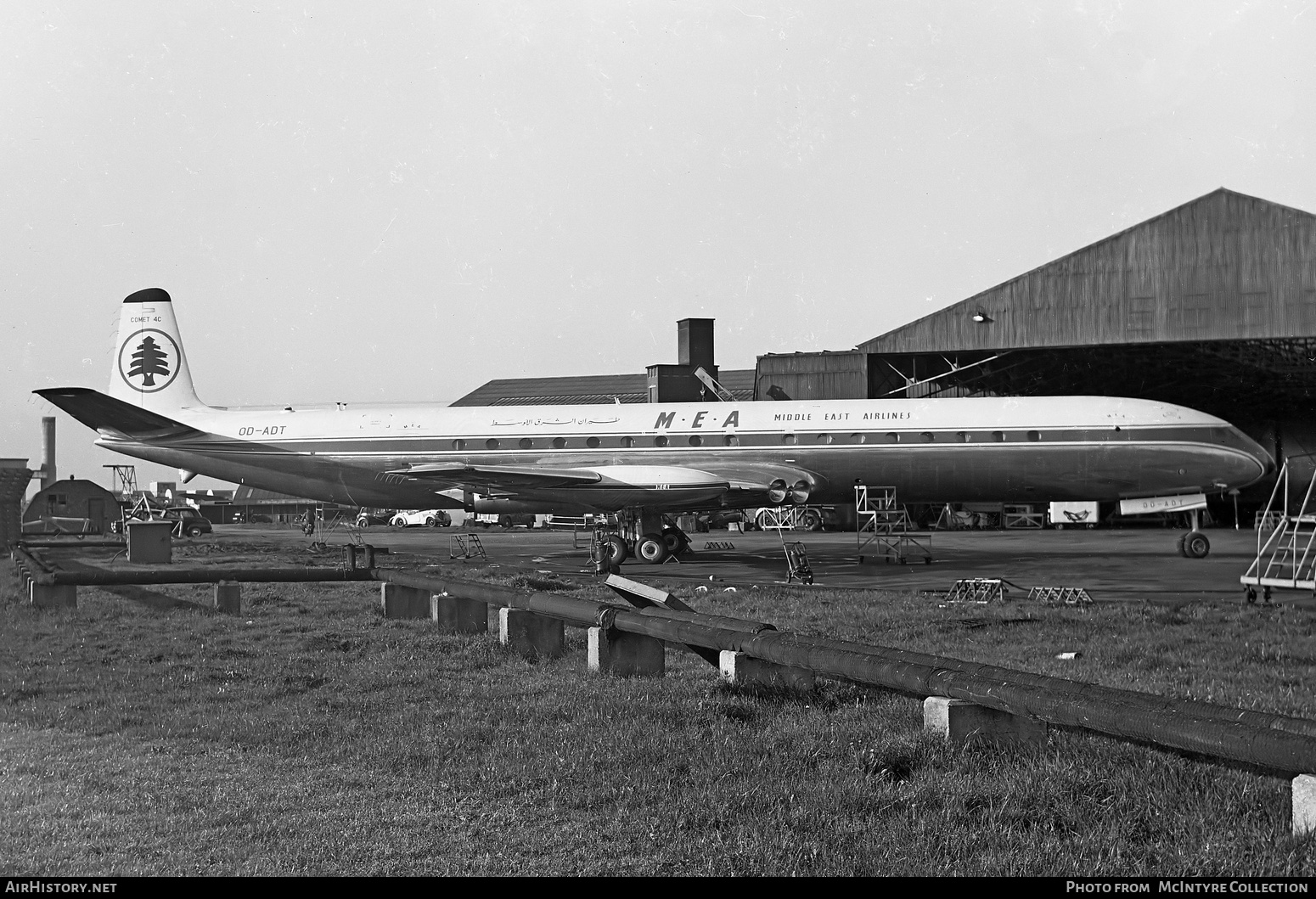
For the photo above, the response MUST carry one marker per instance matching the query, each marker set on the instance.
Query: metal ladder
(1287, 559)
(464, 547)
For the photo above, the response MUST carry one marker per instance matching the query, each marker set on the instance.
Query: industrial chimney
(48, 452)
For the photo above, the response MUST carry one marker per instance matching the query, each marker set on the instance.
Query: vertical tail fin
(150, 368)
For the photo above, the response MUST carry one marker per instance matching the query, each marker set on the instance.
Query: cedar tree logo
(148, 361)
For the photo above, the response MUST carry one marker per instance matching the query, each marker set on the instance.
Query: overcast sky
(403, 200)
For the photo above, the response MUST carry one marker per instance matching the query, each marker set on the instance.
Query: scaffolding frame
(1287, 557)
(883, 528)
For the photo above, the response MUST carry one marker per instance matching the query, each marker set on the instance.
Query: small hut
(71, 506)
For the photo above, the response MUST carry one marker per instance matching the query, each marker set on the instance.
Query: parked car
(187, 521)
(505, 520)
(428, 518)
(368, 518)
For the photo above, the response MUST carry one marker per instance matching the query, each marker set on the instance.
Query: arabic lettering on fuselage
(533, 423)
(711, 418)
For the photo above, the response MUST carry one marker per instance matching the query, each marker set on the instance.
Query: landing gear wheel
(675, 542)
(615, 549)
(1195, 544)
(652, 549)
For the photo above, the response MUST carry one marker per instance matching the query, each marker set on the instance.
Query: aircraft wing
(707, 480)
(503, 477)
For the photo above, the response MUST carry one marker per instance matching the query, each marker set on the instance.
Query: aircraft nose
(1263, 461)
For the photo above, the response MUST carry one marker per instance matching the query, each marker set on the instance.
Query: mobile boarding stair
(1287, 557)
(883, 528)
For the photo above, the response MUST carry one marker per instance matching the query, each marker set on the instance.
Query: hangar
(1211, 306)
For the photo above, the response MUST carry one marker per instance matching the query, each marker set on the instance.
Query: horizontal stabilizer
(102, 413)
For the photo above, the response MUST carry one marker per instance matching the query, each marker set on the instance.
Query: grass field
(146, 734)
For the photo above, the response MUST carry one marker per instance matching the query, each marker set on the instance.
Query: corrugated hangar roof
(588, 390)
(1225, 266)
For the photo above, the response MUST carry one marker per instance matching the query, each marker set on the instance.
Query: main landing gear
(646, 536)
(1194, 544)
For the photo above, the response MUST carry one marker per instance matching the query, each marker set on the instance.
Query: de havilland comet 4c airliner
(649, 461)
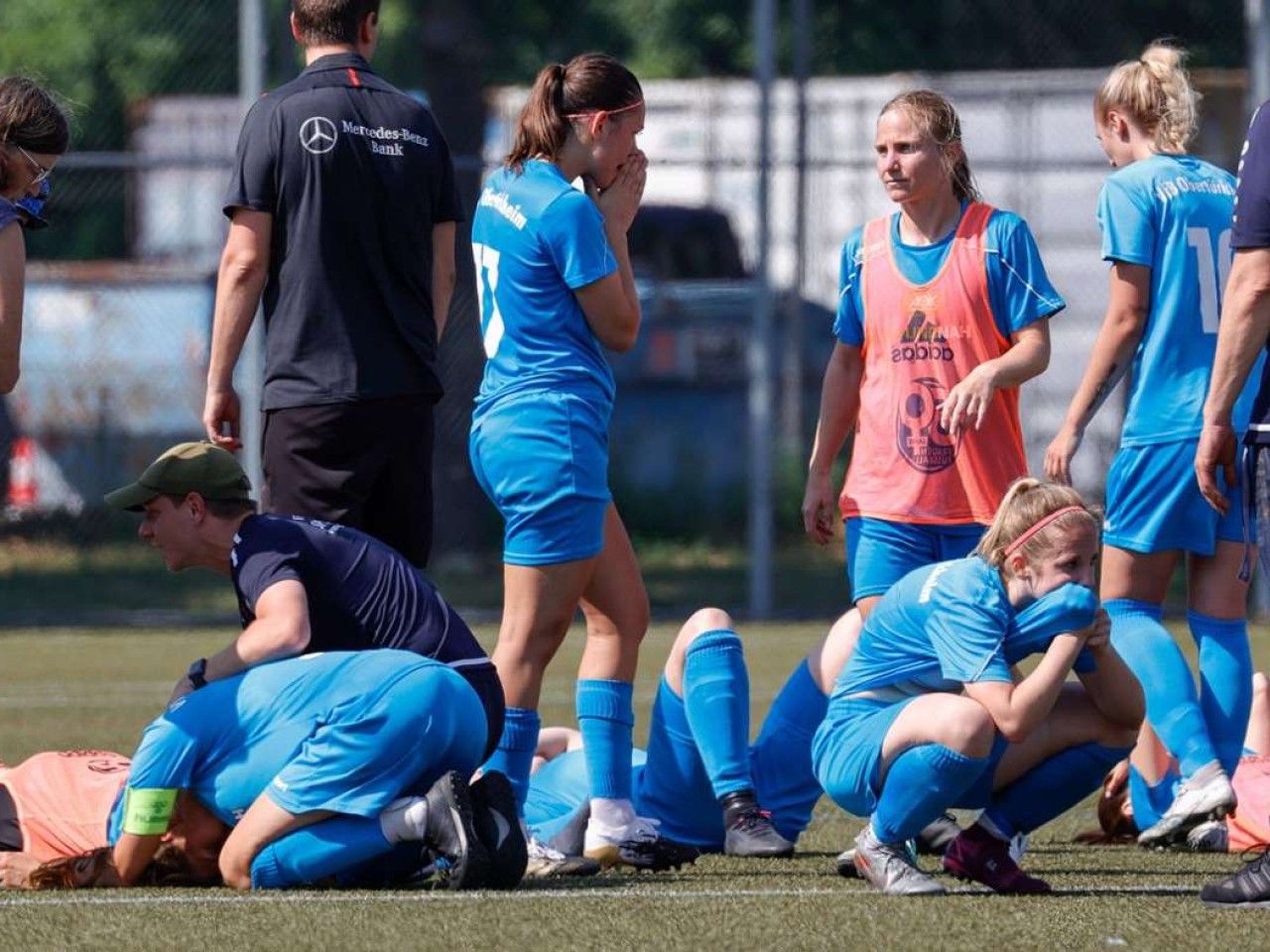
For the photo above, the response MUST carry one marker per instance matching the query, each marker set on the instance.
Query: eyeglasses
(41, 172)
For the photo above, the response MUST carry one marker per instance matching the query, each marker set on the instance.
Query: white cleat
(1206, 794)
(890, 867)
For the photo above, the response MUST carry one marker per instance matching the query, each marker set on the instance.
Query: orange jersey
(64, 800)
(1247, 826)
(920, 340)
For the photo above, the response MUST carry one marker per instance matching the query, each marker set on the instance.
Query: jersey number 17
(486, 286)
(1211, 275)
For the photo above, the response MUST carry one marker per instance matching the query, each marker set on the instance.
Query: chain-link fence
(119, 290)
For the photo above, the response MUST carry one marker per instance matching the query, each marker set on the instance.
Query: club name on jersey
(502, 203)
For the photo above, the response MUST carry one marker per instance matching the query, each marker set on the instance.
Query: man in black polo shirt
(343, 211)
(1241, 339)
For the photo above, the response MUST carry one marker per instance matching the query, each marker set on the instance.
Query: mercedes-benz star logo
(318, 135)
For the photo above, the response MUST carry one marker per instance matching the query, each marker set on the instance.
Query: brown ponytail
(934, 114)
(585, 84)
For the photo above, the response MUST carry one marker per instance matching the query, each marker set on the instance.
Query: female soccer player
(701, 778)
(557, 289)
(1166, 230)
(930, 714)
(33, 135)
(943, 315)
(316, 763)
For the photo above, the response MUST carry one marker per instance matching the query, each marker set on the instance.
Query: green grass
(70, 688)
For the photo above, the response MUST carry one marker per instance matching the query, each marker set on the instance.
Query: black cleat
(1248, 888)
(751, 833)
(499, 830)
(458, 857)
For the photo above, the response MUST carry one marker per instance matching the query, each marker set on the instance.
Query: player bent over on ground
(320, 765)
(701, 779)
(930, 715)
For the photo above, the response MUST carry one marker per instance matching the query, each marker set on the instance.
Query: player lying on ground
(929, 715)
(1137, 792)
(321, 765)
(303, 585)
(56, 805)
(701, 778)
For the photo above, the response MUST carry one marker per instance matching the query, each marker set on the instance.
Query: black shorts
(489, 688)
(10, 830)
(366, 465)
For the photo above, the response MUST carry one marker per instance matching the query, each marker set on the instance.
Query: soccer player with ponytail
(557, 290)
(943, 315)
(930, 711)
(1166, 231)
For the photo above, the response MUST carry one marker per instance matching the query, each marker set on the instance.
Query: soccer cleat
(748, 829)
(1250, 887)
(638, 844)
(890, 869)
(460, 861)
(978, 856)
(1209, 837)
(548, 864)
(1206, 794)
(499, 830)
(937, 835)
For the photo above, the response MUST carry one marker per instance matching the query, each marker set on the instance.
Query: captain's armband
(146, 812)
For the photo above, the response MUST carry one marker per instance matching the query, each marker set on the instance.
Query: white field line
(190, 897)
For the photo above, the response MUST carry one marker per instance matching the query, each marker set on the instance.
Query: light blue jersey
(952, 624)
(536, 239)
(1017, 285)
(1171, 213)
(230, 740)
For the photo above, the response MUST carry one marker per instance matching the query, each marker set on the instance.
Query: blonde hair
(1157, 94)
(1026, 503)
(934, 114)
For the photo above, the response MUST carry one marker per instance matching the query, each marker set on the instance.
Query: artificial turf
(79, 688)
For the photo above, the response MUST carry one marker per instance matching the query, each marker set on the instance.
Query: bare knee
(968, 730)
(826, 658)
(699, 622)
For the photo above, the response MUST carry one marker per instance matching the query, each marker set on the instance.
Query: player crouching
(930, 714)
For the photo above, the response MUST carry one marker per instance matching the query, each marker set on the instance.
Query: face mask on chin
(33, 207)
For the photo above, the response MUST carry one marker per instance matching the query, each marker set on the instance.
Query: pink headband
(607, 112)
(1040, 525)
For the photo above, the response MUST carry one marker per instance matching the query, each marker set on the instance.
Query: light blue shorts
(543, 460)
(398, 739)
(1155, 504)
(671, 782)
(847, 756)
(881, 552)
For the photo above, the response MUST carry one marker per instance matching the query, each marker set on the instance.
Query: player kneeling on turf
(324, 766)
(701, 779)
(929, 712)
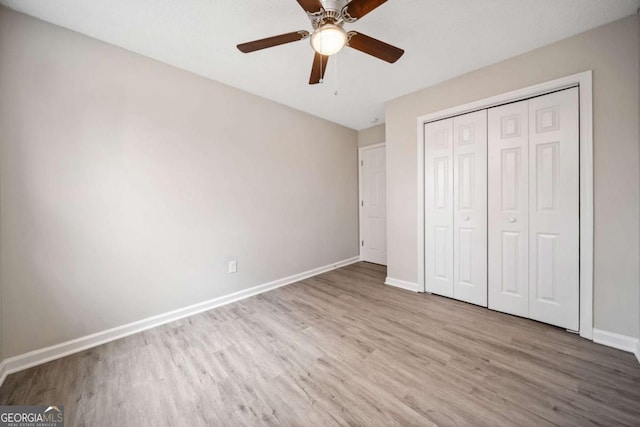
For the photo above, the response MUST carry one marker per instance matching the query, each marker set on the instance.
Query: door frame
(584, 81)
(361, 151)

━━━━━━━━━━━━━━━━━━━━━━━━━━━━━━

Copy each line of the entries above that contains the string "gear". Case counts.

_ANSWER TO THIS TASK:_
Query: landing gear wheel
Query: main landing gear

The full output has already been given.